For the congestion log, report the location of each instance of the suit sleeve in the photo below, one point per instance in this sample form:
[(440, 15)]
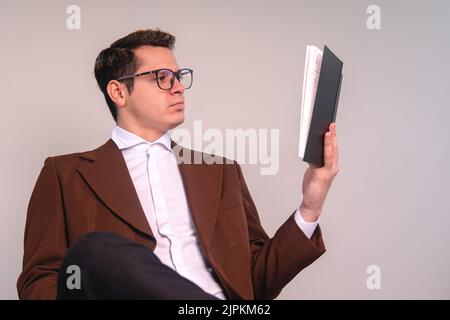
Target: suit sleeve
[(276, 261), (45, 241)]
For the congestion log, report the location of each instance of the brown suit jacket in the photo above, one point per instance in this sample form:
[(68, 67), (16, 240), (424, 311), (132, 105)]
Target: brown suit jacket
[(93, 191)]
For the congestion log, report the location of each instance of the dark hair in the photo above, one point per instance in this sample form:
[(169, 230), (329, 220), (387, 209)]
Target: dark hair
[(119, 59)]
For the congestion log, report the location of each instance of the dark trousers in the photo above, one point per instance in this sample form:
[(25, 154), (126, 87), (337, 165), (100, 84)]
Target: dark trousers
[(102, 265)]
________________________
Required work
Rewrite the entries, requests included, from the very start through the line containing "[(93, 191)]", adding 118 to every coordinate in the answers. Leave the pictures out.

Written answer
For the congestion log, report the location of each instance of the suit sleeve in the photo below, one point per instance in this sample form:
[(440, 15)]
Target: suit sleeve
[(394, 379), (163, 359)]
For the congestion log, report the location of each instance of the brown suit jacket in the photo above, one point per instance in this sample form:
[(68, 67), (16, 240), (424, 311), (132, 105)]
Target: brown suit jacket
[(211, 309)]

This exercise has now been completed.